◆ **Written problem**
Duplicate the material word for word, from its first line through the line that contains "x=348, y=188", both included.

◆ **Material provided**

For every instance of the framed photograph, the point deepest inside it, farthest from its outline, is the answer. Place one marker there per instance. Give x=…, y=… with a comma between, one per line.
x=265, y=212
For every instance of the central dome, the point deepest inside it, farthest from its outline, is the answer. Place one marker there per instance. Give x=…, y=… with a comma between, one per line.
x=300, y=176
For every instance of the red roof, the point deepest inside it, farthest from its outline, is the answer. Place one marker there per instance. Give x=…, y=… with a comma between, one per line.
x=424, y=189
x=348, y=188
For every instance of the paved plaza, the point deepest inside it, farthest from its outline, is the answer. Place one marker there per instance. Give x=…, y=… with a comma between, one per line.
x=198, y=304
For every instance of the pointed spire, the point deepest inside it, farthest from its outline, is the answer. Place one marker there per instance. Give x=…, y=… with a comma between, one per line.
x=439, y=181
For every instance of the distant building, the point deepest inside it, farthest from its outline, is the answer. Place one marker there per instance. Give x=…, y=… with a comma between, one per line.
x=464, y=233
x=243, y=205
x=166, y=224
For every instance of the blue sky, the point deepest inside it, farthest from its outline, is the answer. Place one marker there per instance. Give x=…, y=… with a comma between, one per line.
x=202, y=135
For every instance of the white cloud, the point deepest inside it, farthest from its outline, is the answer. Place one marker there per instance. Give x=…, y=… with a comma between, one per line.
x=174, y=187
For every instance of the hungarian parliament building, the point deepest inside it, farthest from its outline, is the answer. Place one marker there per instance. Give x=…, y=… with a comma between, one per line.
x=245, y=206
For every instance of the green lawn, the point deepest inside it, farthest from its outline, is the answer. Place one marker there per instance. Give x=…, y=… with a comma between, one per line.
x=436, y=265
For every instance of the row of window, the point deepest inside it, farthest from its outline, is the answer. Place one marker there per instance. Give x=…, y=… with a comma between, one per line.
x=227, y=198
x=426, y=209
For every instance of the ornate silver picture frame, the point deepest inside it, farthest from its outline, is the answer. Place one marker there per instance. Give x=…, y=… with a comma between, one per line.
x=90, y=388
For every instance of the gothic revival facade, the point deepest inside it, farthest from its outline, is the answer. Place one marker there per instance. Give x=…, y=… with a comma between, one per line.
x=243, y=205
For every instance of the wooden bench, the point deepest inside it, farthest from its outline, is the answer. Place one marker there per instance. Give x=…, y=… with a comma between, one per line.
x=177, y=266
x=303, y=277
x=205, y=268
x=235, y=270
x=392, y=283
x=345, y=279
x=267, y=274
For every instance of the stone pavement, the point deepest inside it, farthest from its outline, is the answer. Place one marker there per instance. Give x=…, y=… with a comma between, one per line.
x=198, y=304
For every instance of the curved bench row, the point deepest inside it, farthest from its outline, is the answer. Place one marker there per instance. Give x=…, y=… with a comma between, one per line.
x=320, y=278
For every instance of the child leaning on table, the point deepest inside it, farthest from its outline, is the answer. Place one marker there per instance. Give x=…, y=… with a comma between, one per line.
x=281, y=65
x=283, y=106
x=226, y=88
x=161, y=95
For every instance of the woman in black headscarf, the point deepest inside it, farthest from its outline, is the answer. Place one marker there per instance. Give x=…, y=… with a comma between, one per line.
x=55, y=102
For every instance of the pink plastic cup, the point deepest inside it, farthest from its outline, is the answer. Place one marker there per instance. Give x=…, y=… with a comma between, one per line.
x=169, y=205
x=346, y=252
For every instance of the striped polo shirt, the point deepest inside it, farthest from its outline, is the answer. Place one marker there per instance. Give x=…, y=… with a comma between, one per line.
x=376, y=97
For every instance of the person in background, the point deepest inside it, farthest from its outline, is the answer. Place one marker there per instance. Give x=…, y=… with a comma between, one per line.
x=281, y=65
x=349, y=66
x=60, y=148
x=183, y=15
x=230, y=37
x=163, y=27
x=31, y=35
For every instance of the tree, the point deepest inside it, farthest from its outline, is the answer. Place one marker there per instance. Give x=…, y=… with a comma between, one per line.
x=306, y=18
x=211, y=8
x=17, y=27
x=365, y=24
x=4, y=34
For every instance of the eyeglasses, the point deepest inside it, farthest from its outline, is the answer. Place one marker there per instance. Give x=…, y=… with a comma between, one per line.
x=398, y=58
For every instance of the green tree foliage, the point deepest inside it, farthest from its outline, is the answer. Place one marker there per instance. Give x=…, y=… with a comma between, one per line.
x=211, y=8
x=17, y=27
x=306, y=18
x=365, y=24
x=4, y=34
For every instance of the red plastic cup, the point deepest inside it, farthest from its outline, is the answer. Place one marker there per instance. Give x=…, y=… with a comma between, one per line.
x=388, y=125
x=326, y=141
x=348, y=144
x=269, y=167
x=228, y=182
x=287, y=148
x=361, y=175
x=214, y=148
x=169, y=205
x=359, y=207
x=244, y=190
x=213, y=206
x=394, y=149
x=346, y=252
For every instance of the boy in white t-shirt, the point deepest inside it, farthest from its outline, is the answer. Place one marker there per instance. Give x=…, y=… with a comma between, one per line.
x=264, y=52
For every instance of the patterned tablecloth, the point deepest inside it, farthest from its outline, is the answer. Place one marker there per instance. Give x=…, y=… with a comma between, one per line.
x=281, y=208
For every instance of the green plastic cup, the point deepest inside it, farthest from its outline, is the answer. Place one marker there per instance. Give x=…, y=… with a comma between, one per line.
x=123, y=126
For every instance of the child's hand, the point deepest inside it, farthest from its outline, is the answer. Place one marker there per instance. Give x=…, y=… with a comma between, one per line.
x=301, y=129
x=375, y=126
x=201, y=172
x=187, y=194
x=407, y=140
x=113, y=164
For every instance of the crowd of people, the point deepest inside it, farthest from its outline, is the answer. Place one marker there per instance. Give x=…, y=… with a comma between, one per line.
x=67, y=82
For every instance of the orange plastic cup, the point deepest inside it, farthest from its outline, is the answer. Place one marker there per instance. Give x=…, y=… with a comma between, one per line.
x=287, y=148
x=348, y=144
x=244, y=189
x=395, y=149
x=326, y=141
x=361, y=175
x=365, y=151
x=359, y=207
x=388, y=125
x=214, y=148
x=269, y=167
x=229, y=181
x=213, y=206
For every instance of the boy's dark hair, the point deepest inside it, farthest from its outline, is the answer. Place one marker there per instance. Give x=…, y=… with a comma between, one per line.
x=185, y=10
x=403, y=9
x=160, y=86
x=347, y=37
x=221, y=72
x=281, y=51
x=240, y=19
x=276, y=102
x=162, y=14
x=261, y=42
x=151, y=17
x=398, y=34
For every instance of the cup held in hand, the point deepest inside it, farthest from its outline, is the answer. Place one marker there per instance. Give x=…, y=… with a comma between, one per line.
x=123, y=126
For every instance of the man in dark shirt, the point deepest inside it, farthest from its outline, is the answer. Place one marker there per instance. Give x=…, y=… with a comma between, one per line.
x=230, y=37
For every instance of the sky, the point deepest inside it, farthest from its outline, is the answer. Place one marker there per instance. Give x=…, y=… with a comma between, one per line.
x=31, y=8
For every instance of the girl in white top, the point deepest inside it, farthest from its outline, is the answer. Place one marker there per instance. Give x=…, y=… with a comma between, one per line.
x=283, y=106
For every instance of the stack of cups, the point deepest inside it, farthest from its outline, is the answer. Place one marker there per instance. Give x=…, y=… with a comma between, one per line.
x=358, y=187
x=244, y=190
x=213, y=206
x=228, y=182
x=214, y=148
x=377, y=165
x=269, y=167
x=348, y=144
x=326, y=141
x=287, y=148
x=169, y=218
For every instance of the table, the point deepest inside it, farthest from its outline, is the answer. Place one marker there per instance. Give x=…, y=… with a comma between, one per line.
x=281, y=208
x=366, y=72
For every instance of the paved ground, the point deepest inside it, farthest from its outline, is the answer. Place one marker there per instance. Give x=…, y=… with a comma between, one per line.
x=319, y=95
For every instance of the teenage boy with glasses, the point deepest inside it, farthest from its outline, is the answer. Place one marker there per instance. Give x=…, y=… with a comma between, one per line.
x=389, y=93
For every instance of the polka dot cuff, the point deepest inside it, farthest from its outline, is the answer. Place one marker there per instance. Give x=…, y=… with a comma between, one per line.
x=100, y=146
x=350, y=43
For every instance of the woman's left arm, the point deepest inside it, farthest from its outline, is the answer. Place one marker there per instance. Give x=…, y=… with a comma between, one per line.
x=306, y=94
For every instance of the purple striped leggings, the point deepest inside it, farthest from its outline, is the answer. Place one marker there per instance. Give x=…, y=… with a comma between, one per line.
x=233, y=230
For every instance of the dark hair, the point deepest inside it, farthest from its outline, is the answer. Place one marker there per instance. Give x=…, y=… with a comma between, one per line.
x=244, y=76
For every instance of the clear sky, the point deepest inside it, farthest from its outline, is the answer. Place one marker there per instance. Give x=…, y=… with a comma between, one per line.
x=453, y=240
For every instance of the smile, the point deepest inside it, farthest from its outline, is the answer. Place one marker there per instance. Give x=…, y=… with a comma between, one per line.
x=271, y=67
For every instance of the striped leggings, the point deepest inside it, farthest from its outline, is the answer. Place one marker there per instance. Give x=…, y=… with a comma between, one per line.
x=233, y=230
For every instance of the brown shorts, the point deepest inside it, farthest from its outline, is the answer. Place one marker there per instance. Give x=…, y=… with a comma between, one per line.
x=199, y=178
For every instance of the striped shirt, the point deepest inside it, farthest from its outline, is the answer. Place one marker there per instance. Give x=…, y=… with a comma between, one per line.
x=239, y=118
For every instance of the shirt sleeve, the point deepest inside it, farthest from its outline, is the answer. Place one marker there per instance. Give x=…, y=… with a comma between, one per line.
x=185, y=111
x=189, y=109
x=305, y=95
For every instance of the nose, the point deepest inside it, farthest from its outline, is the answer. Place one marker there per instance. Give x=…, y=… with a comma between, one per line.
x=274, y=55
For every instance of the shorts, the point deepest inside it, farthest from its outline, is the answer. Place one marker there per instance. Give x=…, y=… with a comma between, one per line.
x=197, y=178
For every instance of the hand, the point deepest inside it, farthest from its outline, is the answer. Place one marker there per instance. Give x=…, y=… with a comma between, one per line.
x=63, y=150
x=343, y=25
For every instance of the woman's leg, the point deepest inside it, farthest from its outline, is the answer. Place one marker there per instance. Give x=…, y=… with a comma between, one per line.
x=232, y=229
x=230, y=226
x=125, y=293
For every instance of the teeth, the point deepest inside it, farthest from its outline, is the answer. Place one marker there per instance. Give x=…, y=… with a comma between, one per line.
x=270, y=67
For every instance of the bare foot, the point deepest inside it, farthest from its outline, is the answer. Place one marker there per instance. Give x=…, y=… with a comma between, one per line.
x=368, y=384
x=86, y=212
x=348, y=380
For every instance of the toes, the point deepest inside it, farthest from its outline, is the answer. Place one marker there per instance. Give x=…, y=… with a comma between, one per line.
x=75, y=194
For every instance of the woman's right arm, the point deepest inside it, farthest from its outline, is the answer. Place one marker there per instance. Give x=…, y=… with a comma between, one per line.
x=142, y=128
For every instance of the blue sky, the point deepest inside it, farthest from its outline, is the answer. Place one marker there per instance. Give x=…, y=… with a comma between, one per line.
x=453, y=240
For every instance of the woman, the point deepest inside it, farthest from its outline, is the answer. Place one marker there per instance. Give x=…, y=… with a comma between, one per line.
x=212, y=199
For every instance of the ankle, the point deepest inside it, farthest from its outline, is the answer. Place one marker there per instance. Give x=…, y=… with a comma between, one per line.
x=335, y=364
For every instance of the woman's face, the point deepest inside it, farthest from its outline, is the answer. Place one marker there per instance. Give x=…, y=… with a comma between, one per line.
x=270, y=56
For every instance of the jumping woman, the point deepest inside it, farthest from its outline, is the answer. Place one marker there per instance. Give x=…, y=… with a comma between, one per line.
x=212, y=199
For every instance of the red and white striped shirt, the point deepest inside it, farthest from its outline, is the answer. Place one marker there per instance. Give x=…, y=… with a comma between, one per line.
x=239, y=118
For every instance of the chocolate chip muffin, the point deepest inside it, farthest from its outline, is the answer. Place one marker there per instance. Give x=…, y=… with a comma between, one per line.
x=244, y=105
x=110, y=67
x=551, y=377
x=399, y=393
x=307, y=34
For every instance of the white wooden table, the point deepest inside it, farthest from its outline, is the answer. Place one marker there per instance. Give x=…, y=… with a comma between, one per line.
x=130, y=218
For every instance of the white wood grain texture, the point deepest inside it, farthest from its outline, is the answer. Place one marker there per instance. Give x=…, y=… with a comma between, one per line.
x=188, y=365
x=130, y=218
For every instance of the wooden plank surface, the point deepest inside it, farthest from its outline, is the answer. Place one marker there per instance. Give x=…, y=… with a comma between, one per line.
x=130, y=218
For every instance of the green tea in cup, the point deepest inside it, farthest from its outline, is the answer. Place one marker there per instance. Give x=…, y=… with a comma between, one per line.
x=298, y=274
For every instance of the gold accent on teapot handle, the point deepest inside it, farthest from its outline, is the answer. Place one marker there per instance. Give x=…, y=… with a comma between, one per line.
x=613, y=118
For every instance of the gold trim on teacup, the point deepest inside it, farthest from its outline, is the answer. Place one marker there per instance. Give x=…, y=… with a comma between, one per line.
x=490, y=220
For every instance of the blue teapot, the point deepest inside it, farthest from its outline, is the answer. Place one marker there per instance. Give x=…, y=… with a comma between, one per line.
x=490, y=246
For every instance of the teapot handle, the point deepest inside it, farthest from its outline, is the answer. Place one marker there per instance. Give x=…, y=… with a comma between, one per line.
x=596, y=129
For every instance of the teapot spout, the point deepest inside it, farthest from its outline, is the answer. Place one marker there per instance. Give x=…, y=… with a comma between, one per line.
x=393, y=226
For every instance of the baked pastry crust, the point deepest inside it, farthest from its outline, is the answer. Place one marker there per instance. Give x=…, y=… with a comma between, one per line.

◆ **Final result**
For every instance of the framed photograph, the point deepest inside it, farthest from its outline, is the answer. Place one marker there per instance. Give x=…, y=… with a comma between, one per line.
x=265, y=212
For every instance of the central dome, the point deepest inside it, farthest from its outline, is the answer. Place one marker there per instance. Give x=…, y=… with a comma between, one per line.
x=300, y=176
For every instance of the red roof, the point deepest inside it, farthest from its outline, is the answer. Place one marker there per instance. Give x=…, y=… with a comma between, one per line.
x=424, y=189
x=348, y=188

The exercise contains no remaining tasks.